A matemática da aposentadoria

Por mais que se discuta, a Previdência nada mais é do que uma conta matemática.

Digamos que uma pessoa contribua para a sua própria aposentadoria durante 30 anos, poupando 11% do seu salário, e investindo essa poupança a uma taxa de 3% ao ano além da inflação. Depois de 30 anos, se essa pessoa, durante sua aposentadoria, investe o montante poupado a uma taxa de 2% ao ano além da inflação, vai poder retirar aproximadamente 27% do seu salário ao longo de 25 anos.

Obviamente, essa conta varia de acordo com as premissas adotadas: a taxa de juros, o tempo de trabalho, o tempo aposentado, o montante poupado. Mas não tem mágica, tudo não passa de matemática.

A previdência pública, tanto o INSS quanto a previdência dos funcionários públicos, trabalha no regime de mutualismo. Ou seja, o dinheiro da aposentadoria de um determinado indivíduo não está carimbado, esse indivíduo pode se aposentar com o dinheiro poupado por um terceiro. Mas, mesmo assim, no final, a conta é matemática: a soma de todas as aposentadorias de todos os indivíduos somados vão obedecer à regra descrita acima. Assim, se um indivíduo retira mais dinheiro do que poupou ao longo de sua vida de trabalho, esse dinheiro vai fazer falta para outro indivíduo. Alguém vai precisar cobrir a diferença. A isso chamamos de “déficit da previdência”.

O problema do déficit é camuflado durante o período em que entram mais indivíduos no mercado de trabalho do que aqueles que se aposentam. Funciona como uma pirâmide financeira, em que os poucos primeiros se beneficiam das contribuições dos seguintes entrantes no sistema. Esta pirâmide só ficou em pé, até o momento, por conta do chamado “bônus demográfico”, período no qual o número de idosos ainda não é grande, e o número de jovens continua aumentando. O Brasil está no fim do período de “bônus demográfico”, dada a queda da taxa de natalidade e o rápido envelhecimento da população. Por isso, a pirâm…, quer dizer, a previdência, já mostra sinais de fadiga. Alguns Estados, inclusive, já estão atrasando o pagamento das aposentadorias dos funcionários públicos.

O QUE FAZER - No texto sobre a matemática da aposentadoria, qual porcentagem do salário a pessoa do exemplo poderia retirar ao longo de 25 anos? A listagem não tem relação com o texto sobre a matemática da aposentadoria.

INFORMAÇÕES FORNECIDAS -
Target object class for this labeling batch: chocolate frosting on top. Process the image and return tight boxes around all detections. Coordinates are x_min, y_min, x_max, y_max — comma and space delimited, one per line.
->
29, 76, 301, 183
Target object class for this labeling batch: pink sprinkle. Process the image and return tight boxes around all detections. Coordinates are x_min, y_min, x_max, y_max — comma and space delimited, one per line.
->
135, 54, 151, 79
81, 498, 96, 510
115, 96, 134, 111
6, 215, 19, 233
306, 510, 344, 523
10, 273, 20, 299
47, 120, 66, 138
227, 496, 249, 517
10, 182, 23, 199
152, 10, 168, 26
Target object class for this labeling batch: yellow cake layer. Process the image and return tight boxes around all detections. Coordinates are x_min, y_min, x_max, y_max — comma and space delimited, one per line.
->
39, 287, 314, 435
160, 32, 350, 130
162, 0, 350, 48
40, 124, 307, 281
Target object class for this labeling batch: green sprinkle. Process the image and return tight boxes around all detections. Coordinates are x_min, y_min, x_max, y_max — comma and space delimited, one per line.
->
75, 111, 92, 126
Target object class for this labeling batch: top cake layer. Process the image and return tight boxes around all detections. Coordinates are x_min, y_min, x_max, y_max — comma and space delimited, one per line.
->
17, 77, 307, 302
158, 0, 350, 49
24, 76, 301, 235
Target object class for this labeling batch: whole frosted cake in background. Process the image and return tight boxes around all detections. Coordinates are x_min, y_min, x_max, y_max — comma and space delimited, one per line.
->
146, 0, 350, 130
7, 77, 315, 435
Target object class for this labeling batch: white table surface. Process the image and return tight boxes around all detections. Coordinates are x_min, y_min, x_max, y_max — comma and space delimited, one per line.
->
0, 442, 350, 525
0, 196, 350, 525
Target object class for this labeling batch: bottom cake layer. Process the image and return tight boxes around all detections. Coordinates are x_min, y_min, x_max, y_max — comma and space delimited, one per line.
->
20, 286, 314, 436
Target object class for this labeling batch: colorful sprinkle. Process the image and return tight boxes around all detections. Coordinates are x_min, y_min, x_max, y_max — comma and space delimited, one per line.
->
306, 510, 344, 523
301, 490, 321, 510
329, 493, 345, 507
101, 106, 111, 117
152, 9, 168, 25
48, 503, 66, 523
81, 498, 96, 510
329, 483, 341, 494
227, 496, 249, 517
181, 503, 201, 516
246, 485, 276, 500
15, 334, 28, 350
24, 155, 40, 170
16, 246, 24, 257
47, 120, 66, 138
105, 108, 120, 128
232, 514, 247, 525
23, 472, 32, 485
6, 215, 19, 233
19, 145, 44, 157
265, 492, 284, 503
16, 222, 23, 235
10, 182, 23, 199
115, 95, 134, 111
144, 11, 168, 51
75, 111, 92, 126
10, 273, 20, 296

RESULTADO DA TAREFA - Aproximadamente 27% do seu salário.